_Alıntı Metin_
Firavun’un İşçilerinin Hayatı Zordu
Firavun’un piramit, kabir ve tapınaklarının inşasında çalışmış olanların iskeletleri üzerinde geçenlerde yapılan araştırmalar, bu işçilerin yetersiz beslenmiş, hastalıklı ve fazla çalıştırılmış olduğunu ortaya koydu. Mısırlı bir antropolog olan Azza Sarry el-Din’in söylediğine göre, işçilerin bir çoğu artritten çekiyordu. Onun araştırmaları işçilere zorunlu çalışmalar yaptırıldığını da ortaya çıkardı. Bayan antropolog “omurgalarının ağır yükler taşımaktan eğilmiş” ve “rahatsız edici kemik iltihapları” olduğu sonucuna varıyor. Bu hastalıkların kanıtları, yakın yerlerde bulunan mezarlıklardan kazılıp çıkartılan kafatasları, omurga kemikleri ve elle ayak parmaklarının parçaları incelenerek bulundu. Oysa üst tabakadan insanların mezarlıklarından çıkartılan kemiklerde bu hastalıklar görülmedi. Antropologun tahminine göre, işçilerin ömrü 18-40 yıl arasındayken, imtiyazlı sınıf 50 ila 70 yaşa kadar yaşardı.

_Gösterilen Veriler_
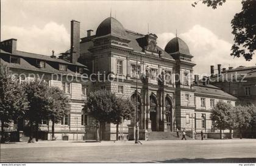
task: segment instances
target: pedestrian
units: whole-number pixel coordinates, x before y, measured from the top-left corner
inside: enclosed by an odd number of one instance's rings
[[[186,132],[185,132],[185,129],[183,129],[183,131],[182,131],[182,140],[183,140],[183,139],[185,139],[185,140],[187,140],[187,139],[185,137],[185,136],[186,136]]]
[[[177,133],[177,137],[179,138],[180,137],[180,134],[179,133],[179,129],[176,128],[176,133]]]
[[[202,131],[202,130],[201,130],[201,140],[204,139],[204,132]]]

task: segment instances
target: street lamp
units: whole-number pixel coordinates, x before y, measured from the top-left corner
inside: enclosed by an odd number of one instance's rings
[[[74,118],[76,120],[76,141],[78,140],[78,117]]]
[[[135,130],[135,144],[138,144],[139,131],[138,118],[138,54],[136,54],[136,130]]]

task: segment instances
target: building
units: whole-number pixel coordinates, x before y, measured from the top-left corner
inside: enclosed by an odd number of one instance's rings
[[[93,32],[88,30],[87,36],[81,39],[79,61],[91,73],[105,74],[112,81],[101,76],[102,80],[90,88],[106,89],[135,100],[138,81],[140,139],[150,139],[148,133],[174,131],[176,128],[211,132],[211,107],[220,100],[235,105],[237,99],[220,88],[207,82],[193,83],[196,64],[182,39],[172,39],[163,49],[157,46],[155,34],[126,29],[113,17],[104,19],[95,34]],[[135,123],[134,119],[124,122],[125,137],[127,126]],[[107,124],[105,130],[105,139],[115,139],[115,125]]]
[[[87,71],[85,66],[77,62],[79,57],[80,25],[71,21],[71,48],[68,60],[58,58],[52,52],[52,56],[45,56],[16,50],[17,40],[10,39],[1,43],[1,65],[7,65],[16,74],[20,82],[35,78],[42,79],[49,86],[57,86],[64,91],[71,99],[71,112],[55,125],[55,136],[59,140],[83,140],[85,139],[84,123],[87,117],[82,111],[88,93],[88,77],[83,75]],[[76,77],[76,79],[74,77]],[[26,120],[18,122],[18,131],[25,139],[29,130]],[[40,137],[51,139],[52,122],[43,120],[40,124]],[[7,130],[17,129],[16,125]]]
[[[256,104],[256,66],[221,69],[218,65],[218,74],[211,66],[210,83],[221,88],[239,99],[241,104]]]
[[[211,108],[219,100],[232,105],[237,100],[207,81],[199,82],[196,75],[193,79],[193,55],[179,37],[163,49],[157,46],[156,35],[126,29],[113,17],[104,19],[95,34],[88,30],[87,36],[80,39],[79,30],[79,22],[72,21],[70,49],[59,58],[16,50],[16,40],[1,42],[1,64],[18,73],[44,74],[50,86],[60,87],[70,96],[72,111],[55,125],[58,139],[96,139],[95,122],[83,114],[82,108],[87,93],[100,89],[135,100],[138,86],[140,139],[150,139],[149,133],[155,131],[166,133],[176,128],[185,128],[187,133],[216,131],[210,119]],[[88,69],[89,78],[81,74],[84,68]],[[90,81],[68,82],[48,77],[53,74],[76,75]],[[30,78],[26,75],[19,79]],[[41,125],[48,139],[51,123],[42,122]],[[121,124],[119,131],[124,139],[134,138],[135,125],[135,118]],[[116,125],[105,124],[104,139],[115,140],[115,132]]]

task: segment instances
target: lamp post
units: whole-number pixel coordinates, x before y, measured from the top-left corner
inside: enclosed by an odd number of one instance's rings
[[[136,54],[136,130],[135,144],[138,144],[139,131],[138,118],[138,55]]]
[[[78,117],[74,118],[76,120],[76,141],[78,140]]]

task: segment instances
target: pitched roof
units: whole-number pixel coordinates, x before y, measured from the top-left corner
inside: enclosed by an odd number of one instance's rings
[[[67,61],[65,61],[64,60],[59,59],[59,58],[51,58],[49,56],[47,56],[47,55],[43,55],[37,54],[30,53],[30,52],[26,52],[20,51],[20,50],[16,50],[14,52],[14,54],[10,54],[10,53],[7,52],[1,49],[0,50],[0,53],[9,54],[9,55],[16,55],[16,56],[19,56],[19,57],[24,57],[24,58],[39,59],[39,60],[45,60],[45,61],[55,61],[55,62],[58,62],[58,63],[66,64],[76,65],[76,66],[81,66],[81,67],[86,67],[84,64],[82,64],[81,63],[78,63],[78,62],[74,64],[74,63],[68,62]]]
[[[196,90],[196,91],[194,92],[195,94],[200,93],[206,95],[213,95],[221,97],[232,98],[233,99],[236,99],[236,97],[221,90],[221,88],[218,88],[217,86],[215,86],[212,85],[207,85],[206,86],[204,86],[201,83],[199,83],[199,85],[194,84],[194,89]]]

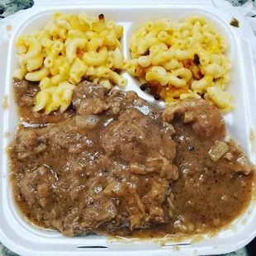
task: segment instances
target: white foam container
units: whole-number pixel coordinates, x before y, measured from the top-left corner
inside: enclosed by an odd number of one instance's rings
[[[241,145],[250,160],[256,163],[256,141],[249,133],[256,130],[256,80],[254,56],[250,41],[255,40],[244,17],[228,2],[221,0],[130,0],[107,1],[35,1],[28,10],[4,19],[0,23],[0,99],[8,97],[9,107],[0,109],[0,240],[21,255],[206,255],[235,251],[250,242],[256,235],[256,207],[252,201],[244,214],[230,227],[216,236],[192,243],[186,239],[180,243],[169,241],[165,246],[157,242],[136,240],[130,243],[111,241],[104,236],[88,235],[67,238],[60,233],[40,229],[30,224],[18,211],[12,195],[9,183],[7,145],[12,140],[18,116],[12,92],[12,73],[18,67],[14,42],[20,34],[39,30],[55,12],[91,15],[104,13],[107,20],[114,20],[124,26],[123,51],[129,57],[129,35],[149,20],[168,17],[179,20],[193,14],[204,16],[226,39],[226,55],[231,59],[231,81],[228,91],[234,97],[235,111],[225,116],[229,135]],[[239,28],[229,25],[232,17],[239,21]],[[7,25],[12,26],[7,31]],[[124,73],[128,80],[126,89],[153,102],[151,97],[140,90],[136,80]],[[5,133],[11,133],[9,137]]]

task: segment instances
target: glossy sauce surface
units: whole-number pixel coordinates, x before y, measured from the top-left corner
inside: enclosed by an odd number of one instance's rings
[[[162,113],[133,92],[84,82],[69,112],[45,116],[31,111],[33,87],[16,86],[23,119],[9,149],[14,198],[33,223],[68,236],[157,238],[214,232],[248,206],[253,166],[224,142],[213,106]],[[219,142],[227,149],[216,161]]]

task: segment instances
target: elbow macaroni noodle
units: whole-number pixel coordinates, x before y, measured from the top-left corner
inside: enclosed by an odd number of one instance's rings
[[[55,13],[40,31],[21,36],[17,54],[21,68],[13,78],[38,81],[35,111],[64,111],[73,90],[83,78],[110,89],[124,87],[127,80],[115,70],[122,69],[124,58],[120,39],[123,27],[104,16],[89,17]]]
[[[131,59],[125,61],[126,69],[156,87],[167,104],[204,97],[223,111],[233,109],[224,91],[231,68],[223,54],[227,45],[203,17],[149,21],[131,35],[129,47]]]

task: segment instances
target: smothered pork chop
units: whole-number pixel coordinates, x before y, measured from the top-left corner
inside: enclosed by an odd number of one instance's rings
[[[34,95],[16,92],[27,116],[9,150],[12,187],[36,225],[67,236],[205,233],[249,202],[253,167],[204,100],[162,111],[85,81],[70,114],[51,120],[31,114]]]

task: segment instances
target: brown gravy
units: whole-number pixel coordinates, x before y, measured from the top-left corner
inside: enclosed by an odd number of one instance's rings
[[[76,114],[45,116],[31,111],[35,93],[16,86],[28,128],[20,125],[9,154],[15,201],[36,225],[68,236],[163,238],[215,232],[249,206],[253,167],[224,142],[221,116],[204,101],[162,114],[135,93],[85,82]],[[216,141],[227,149],[213,161]]]

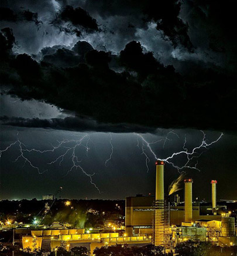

_İş Talimatı 1_
Firavun'un işçileriyle ilgili metne göre antropolog, işçilerin ömrünü kaç yıl arasında tahmin ediyor?
_İş Talimatı 2_
Firavun'un işçileriyle ilgili metni son cümlesinden sonra devam ettirin.
Materyal başka bir kaynaktan alınmıştır.

_Görev Yanıtı 1_
18 ile 40 yıl arasında.

_Görev Yanıtı 2_
Astrologlar Yine Yanıldılar
Almanya’da Parabilimlerle ilgili bir Bilimsel Araştırma Kurumu, 1992 başlarında dünya çapında çeşitli astrologlar tarafından yapılan 50 kadar kehaneti toplayarak yılın sonunda sonuçları değerlendirdi. Kurum benzer bir denemeyi 1991 yılında da yapmıştı. (Ağustos 1992 tarihli Uyan dergisinin 31. sayfasına bakın.) 1992 için olan kehanetler 1991 için olanlardan daha doğru mu çıktı? Kesinlikle hayır. Süddeutsche Zeitung, “1991 yılında yapılan üstü kapalı kehanetler kısmen başarılı olduysa da, bu seferki kehanetlerin hiçbir tanesi bile hedefe isabet etmedi,” diyor. 1992 için olan kehanetler arasında George Bush’un yeniden seçilmesi ve Beyaz Saray’ın yangınla harap edilmesi vardı. 1993’e bakarak kurumun kendisi bir kehanette bulundu: “Astrologlar gelecek yıl hedefi bir kez daha kaçıracaklar.”